§ Excerpted text
The decision


Case No: UI-2022-005148
First-tier Tribunal No: EA/01581/2022


Decision & Reasons Issued:
On the 28 April 2023






For the Appellant: Mr S Whitwell, Senior Presenting Officer
For the Respondent: Mr Z Malik, KC, Counsel, instructed by iConsult Immigration

Heard at Field House on 3 March 2023

1. We shall refer to the parties as they were before the First-tier Tribunal and so the Secretary of State is once more the Appellant and Mr Zaydulaev is the Appellant.
2. The Respondent appeals against the decision of First-tier Tribunal Judge Gibbs (“the judge”), promulgated on 1 September 2022, by which she allowed the Appellant’s appeal against the refusal of his EUSS application.
3. The Appellant, a citizen of Uzbekistan born in 1987, had married a Latvian citizen, KM, in 2011. An application under the EEA Regulations 2016 had been made, that had been refused and an appeal came before First-tier Tribunal Judge Plumptre. By a decision promulgated on 4 June 2018, Judge Plumptre found that KM had not been exercising Treaty rights and that the couple’s marriage was one of convenience.
4. Later in 2018 the Appellant and KM divorced. An application was subsequently made by the Appellant under the EUSS. This was refused, based in large part on the decision of Judge Plumptre. The Appellant appealed and the matter came before Judge Gibbs.
The judge’s decision
5. Judge Gibbs referred herself to the decision in Papajorgji (EEA souse – marriage of convenience) Greece [2012] UKUT 38 (IAC) and to the conclusions of Judge Plumptre. She reminded herself that in light of the well-known Devaseelan principles, Judge Plumptre’s decision was the starting point for her assessment of the evidence. The judge made reference to evidence from the Appellant, a number of witnesses and documentary sources relating in particular to events post-dating Judge Plumptre’s decision, and indeed postdating the couple’s divorce in 2018. Ultimately, the judge found the evidence as a whole to be credible and concluded that evidence went to show that the Appellant’s marriage to KM “was not a marriage of convenience at any time”:[21].

§ Data entries
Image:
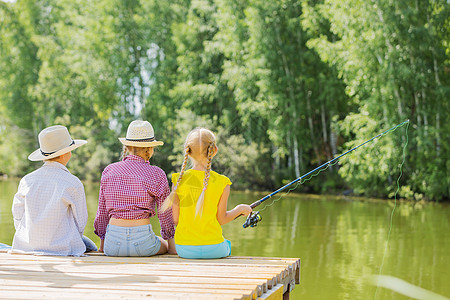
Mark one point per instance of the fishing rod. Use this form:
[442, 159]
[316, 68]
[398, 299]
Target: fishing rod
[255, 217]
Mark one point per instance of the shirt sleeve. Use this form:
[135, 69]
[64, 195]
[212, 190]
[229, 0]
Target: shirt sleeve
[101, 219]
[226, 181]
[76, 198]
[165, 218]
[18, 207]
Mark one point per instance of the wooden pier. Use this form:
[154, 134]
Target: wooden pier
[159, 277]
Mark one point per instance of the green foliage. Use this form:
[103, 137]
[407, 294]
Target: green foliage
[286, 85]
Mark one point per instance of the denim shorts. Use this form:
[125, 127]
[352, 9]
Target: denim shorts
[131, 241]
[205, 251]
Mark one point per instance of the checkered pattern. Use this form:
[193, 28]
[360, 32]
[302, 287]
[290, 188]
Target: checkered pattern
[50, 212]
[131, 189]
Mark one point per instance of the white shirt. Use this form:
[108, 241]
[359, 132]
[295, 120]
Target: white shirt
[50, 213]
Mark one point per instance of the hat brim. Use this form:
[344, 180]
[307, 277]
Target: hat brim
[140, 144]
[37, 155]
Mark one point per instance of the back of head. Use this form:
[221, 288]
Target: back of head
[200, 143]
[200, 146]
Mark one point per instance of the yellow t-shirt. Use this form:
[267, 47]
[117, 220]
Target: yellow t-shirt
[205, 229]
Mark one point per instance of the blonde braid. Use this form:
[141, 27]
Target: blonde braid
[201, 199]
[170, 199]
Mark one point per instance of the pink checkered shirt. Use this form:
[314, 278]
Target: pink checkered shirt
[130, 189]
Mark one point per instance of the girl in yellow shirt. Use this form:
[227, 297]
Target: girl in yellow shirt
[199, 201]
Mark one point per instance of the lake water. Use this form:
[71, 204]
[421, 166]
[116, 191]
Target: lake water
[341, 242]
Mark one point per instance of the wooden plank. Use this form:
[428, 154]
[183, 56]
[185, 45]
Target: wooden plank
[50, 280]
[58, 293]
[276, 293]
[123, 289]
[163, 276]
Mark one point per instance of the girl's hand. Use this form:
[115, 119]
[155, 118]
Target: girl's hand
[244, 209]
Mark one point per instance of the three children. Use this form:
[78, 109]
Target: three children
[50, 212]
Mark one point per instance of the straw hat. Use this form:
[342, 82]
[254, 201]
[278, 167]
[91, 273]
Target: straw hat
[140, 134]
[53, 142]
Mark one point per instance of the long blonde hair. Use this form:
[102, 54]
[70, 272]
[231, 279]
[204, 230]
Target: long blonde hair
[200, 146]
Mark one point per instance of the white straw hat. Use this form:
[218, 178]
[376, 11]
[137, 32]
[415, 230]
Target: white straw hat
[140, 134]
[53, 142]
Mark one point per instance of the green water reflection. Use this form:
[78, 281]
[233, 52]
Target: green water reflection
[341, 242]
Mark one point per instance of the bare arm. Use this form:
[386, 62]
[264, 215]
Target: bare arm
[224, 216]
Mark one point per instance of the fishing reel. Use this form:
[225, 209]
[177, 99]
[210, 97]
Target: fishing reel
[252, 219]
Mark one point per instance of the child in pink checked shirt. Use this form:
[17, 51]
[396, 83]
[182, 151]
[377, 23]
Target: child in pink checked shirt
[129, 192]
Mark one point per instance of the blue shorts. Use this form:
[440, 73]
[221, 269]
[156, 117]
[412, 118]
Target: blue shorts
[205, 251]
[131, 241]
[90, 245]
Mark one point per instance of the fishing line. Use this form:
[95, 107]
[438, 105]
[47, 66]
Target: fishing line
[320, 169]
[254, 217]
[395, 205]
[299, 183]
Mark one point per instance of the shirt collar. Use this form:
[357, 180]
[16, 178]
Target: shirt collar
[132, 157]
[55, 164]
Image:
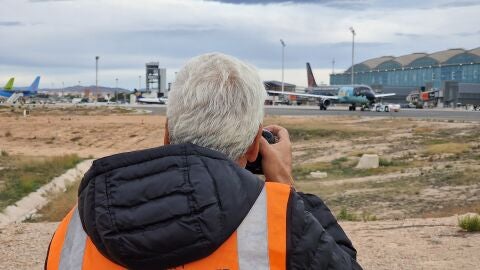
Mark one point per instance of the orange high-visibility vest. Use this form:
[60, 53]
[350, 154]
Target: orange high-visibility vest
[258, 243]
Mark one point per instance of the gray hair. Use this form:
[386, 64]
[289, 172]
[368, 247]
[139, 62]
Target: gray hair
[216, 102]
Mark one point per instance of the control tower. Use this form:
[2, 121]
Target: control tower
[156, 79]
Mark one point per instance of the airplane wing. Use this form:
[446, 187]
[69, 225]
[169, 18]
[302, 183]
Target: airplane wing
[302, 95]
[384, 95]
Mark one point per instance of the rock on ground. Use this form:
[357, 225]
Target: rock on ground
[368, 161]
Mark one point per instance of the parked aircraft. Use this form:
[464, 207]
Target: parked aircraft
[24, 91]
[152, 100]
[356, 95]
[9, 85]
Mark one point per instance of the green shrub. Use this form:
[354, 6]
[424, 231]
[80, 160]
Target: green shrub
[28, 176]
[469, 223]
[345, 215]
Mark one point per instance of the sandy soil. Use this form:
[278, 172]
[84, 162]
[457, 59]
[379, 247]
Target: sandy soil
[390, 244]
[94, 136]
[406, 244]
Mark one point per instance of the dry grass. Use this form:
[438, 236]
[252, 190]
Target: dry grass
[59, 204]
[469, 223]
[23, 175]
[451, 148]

§ Tasks to perform
1. Which two sentences would sum up the tribunal decision?
2. Could you quote the tribunal decision between "2. The Respondent" and "his EUSS application.", inclusive?

§ Worked answers
1. The Respondent appeals against First-tier Tribunal Judge Gibbs's decision, promulgated on 1 September 2022, which allowed the Appellant's appeal against the refusal of his EUSS application; that refusal rested largely on Judge Plumptre's 2018 finding that the Appellant's marriage to a Latvian citizen, KM, was one of convenience. Treating Judge Plumptre's decision as her starting point, Judge Gibbs found the evidence as a whole credible and concluded that the marriage was not a marriage of convenience at any time.

2.
2. The Respondent appeals against the decision of First-tier Tribunal Judge Gibbs (“the judge”), promulgated on 1 September 2022, by which she allowed the Appellant’s appeal against the refusal of his EUSS application.